Excerpted passage:
Re: [PATCH 3/3] sched/numa: Limit the amount of imbalance that can exist at fork time

From: Mel Gorman <mgorman@techsingularity.net>
To: Vincent Guittot <vincent.guittot@linaro.org>
Cc: Peter Zijlstra <peterz@infradead.org>,
	LKML <linux-kernel@vger.kernel.org>,
	Ingo Molnar <mingo@kernel.org>,
	Valentin Schneider <valentin.schneider@arm.com>,
	Juri Lelli <juri.lelli@redhat.com>
Subject: Re: [PATCH 3/3] sched/numa: Limit the amount of imbalance that can exist at fork time
Date: Wed, 18 Nov 2020 16:50:14 +0000	[thread overview]
Message-ID: <20201118165014.GD3371@techsingularity.net> (raw)
In-Reply-To: <CAKfTPtBdLJzbv0PFbYeveKeF2_+CgRzwexP5g7E5cgirfc6big@mail.gmail.com>

On Wed, Nov 18, 2020 at 05:06:32PM +0100, Vincent Guittot wrote:
> > > which would return how much margin remains available before not
> > > allowing the imbalance
> > >
> >
> > Easier to just make it a bool as the available margin is not relevant
> > (yet).
> 
> That's my point, preparing future evolution by providing directly the
> stats struct which have all this information and even more for further
> enhancement and return how much imbalance is still acceptable.
> 
> But this probably means to align numa stats with lb stats to share the
> same struct
> 

That's the problem -- a common struct that both sd-lb and numa balancing
share would be needed for it to make sense. sg_lb_stats and numa_stats are
used to gather only relevant information to the context they are used.
While there could be a baseline common struct with a union of sd-lb and
numa private extentions, it would not necessarily be easier to understand
and unnecessary information would be collected in both contexts. Sure,
that could be special cased too but then you would have to account for
what fields are available and not available in each context.

Without the unification and the consequences of that, the margin
information is not useful *right now*. If that changes, the helper
function could be updated with a demonstration on why using the margin
information helps.

What you need to do:
**A)** Answer these questions about the mailing-list reply on scheduler imbalance:
(i) Which two structs does the reply say gather only information relevant to the context where they are used?
(ii) In the quoted exchange, what return type is called easier than reporting the available margin?
(iii) If the margin information becomes useful, what does the reply say could be updated?
**B)** Pick up the mailing-list reply on scheduler imbalance after its final sentence and continue it.

Material supplied:
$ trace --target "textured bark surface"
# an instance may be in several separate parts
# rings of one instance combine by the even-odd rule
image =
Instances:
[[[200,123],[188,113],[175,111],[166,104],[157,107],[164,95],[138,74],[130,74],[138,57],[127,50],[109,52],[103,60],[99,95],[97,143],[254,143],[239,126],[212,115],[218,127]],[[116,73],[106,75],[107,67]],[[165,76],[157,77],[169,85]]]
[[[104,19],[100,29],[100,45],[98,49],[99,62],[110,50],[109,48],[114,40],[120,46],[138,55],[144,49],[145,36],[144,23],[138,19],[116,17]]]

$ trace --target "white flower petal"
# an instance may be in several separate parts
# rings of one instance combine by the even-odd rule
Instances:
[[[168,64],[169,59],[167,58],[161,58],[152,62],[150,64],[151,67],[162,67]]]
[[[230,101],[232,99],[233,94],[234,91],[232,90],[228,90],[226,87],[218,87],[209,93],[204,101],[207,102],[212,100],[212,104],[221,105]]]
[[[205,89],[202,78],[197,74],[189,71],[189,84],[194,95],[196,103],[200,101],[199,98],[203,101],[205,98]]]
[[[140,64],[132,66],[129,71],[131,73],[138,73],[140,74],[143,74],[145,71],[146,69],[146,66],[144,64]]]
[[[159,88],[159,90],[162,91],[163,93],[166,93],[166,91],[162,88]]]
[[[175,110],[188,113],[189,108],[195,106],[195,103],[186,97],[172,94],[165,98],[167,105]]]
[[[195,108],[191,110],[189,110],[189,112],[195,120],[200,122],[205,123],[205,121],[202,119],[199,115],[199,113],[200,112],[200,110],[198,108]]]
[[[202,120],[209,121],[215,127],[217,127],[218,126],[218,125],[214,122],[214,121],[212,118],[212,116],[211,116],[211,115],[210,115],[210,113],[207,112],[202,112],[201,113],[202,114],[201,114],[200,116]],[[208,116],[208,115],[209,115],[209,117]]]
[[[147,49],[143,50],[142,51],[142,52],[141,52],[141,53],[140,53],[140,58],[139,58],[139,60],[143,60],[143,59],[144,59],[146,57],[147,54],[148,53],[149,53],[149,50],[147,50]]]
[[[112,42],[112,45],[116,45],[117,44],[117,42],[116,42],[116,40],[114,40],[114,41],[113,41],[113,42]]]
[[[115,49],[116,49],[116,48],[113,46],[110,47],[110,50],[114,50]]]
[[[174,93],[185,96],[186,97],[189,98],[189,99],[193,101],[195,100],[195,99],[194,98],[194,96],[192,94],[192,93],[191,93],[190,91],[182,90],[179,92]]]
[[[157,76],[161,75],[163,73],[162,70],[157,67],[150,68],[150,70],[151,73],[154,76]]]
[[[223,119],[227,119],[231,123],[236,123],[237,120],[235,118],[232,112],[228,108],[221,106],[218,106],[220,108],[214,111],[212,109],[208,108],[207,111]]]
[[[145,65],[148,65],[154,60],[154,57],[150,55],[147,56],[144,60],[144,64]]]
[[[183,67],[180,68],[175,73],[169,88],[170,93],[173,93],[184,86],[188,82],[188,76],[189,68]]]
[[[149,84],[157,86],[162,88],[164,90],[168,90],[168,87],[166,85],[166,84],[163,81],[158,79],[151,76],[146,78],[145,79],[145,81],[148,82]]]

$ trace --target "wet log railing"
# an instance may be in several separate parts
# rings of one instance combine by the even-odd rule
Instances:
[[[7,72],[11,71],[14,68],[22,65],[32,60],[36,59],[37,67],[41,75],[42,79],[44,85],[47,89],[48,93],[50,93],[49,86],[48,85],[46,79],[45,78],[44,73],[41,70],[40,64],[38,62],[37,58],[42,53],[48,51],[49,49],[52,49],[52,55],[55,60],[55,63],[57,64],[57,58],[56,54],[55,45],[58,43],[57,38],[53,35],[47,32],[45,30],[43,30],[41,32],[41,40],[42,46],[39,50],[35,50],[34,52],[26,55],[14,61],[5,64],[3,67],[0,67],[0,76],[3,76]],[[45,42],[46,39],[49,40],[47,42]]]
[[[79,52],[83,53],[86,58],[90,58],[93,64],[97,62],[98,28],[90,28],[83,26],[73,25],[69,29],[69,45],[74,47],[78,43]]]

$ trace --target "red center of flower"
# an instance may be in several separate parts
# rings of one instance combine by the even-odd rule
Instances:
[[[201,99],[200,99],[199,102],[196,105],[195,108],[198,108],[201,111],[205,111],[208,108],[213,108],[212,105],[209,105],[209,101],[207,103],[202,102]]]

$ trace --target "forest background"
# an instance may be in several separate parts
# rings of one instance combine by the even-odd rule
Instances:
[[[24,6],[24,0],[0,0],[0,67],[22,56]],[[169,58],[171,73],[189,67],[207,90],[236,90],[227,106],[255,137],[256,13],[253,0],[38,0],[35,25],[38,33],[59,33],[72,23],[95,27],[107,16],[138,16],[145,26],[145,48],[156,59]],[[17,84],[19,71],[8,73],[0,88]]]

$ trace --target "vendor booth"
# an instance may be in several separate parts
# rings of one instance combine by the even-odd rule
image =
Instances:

Results for each task:
**A)**
(i) sg_lb_stats and numa_stats
(ii) A bool
(iii) The helper function, along with a demonstration of why using the margin information helps

**B)**
> > @@ -8779,9 +8780,6 @@ find_idlest_group(struct sched_domain *sd, struct task_struct *p, int this_cpu)
> >                         .group_type = group_overloaded,
> >         };
> >
> > -       imbalance = scale_load_down(NICE_0_LOAD) *
> > -                               (sd->imbalance_pct-100) / 100;
> > -
> >         do {
> >                 int local_group;
> >
> > @@ -8835,6 +8833,11 @@ find_idlest_group(struct sched_domain *sd, struct task_struct *p, int this_cpu)
> >         switch (local_sgs.group_type) {
> >         case group_overloaded:
> >         case group_fully_busy:
> > +
> > +               /* Calculate allowed imbalance based on load */
> > +               imbalance = scale_load_down(NICE_0_LOAD) *
> > +                               (sd->imbalance_pct-100) / 100;
> 
> forgot to mention this previously, but this change seems unrelated to
> rest of this patch and could deserve a dedicated patch
> 

I can split it out as a preparation patch. It can be treated as a
trivial micro-optimisation to avoid an unnecessary calculation of the
imbalance for group_overloaded/group_fully_busy. The real motiviation is
to avoid confusing the group_overloaded/group_fully_busy imbalance with
allow_numa_imbalance and thinking they are somehow directly related to
each other.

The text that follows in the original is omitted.